» **Written problem**: Could you copy the listing below from the line with "white water in the photo above." through its last line, both ends included and requests kept, with every coordinate in the answers multiplied by 1.65 and rounded to a whole number, halves going up? Give only those lines.

• • • •

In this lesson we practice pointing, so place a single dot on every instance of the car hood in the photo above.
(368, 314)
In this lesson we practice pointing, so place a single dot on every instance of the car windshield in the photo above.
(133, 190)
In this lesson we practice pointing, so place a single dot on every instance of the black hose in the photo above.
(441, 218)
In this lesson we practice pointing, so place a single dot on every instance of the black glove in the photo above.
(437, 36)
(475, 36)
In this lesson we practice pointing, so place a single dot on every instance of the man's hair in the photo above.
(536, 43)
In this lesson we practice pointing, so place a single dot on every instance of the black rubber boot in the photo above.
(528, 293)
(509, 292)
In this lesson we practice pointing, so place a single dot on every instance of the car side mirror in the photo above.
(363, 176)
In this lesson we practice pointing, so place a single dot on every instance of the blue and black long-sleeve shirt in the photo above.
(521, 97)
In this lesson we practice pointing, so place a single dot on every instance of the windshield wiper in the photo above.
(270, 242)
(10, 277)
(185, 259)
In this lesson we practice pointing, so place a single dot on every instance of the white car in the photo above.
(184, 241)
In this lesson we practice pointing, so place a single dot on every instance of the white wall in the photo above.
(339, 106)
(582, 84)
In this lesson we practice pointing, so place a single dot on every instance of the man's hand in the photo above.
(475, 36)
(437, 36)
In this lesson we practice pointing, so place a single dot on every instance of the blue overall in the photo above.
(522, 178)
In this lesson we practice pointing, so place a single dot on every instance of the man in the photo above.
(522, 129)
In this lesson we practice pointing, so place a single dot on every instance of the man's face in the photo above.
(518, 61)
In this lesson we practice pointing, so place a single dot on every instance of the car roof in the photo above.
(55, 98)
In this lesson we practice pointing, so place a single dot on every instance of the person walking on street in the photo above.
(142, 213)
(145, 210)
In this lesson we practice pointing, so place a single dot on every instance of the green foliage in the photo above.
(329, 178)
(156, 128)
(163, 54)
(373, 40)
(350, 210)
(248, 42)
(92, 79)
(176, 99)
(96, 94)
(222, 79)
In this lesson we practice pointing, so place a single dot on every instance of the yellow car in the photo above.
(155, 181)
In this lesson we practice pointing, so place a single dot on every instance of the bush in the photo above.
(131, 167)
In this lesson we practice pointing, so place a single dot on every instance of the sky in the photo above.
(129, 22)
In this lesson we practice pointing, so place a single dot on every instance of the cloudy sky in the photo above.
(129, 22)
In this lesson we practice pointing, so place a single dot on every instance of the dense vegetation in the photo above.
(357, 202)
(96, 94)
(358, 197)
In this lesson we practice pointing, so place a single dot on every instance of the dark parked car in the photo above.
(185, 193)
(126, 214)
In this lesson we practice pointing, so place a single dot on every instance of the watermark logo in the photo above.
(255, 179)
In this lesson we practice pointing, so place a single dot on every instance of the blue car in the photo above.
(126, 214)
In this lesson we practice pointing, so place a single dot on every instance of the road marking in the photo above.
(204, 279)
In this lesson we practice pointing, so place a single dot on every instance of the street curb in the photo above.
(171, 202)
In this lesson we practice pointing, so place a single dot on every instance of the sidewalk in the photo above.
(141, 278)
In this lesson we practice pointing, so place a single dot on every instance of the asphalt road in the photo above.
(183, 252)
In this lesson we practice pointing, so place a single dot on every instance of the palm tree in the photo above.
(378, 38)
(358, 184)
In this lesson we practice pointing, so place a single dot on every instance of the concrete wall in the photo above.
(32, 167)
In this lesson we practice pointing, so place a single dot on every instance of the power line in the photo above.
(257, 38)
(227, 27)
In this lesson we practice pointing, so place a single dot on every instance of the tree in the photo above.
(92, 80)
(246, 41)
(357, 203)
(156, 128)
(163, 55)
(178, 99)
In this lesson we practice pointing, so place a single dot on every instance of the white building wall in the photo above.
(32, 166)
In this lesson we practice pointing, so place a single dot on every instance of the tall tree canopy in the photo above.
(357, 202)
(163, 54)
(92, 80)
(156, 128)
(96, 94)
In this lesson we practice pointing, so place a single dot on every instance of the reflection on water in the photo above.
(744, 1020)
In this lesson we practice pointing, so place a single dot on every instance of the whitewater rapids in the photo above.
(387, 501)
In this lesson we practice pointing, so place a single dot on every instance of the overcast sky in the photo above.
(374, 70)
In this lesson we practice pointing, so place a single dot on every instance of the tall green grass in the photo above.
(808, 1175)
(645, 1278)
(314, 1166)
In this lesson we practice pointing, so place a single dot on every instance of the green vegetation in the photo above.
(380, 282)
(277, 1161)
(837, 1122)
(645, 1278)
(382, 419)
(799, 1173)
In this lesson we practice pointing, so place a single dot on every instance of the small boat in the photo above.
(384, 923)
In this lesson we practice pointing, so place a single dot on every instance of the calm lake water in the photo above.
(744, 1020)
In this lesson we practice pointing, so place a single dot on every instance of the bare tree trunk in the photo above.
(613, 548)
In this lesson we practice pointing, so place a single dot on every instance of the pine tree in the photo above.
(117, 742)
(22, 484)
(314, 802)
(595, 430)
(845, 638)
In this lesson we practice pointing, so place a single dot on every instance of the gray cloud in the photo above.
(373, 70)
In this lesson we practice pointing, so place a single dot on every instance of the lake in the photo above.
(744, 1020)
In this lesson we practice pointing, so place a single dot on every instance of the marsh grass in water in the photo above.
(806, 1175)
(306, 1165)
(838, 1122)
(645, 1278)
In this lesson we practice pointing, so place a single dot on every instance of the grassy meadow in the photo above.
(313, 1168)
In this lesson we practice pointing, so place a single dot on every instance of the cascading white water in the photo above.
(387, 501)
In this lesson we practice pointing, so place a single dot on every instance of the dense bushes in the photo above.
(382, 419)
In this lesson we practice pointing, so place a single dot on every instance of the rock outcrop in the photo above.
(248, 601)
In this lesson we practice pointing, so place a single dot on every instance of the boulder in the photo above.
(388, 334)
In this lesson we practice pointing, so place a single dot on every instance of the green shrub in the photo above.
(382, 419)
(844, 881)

• • • •

» **Solution for this task**:
In this lesson we practice pointing, so place a single dot on every instance of the cascading white water in the photo above.
(639, 827)
In this lesson we practice pointing, so place a single dot on every instance of the dense bushes in the photo above.
(630, 691)
In this lesson we practice pointing, so place a single dot on every instance of the rock outcrop in the photo above.
(409, 992)
In this lesson we practice pointing, so place a single dot on every instance of the boulder in the photo above.
(640, 551)
In this lesson we practice pointing, so place a single dot on every instance of the green shrub in the photo above.
(630, 691)
(1393, 1454)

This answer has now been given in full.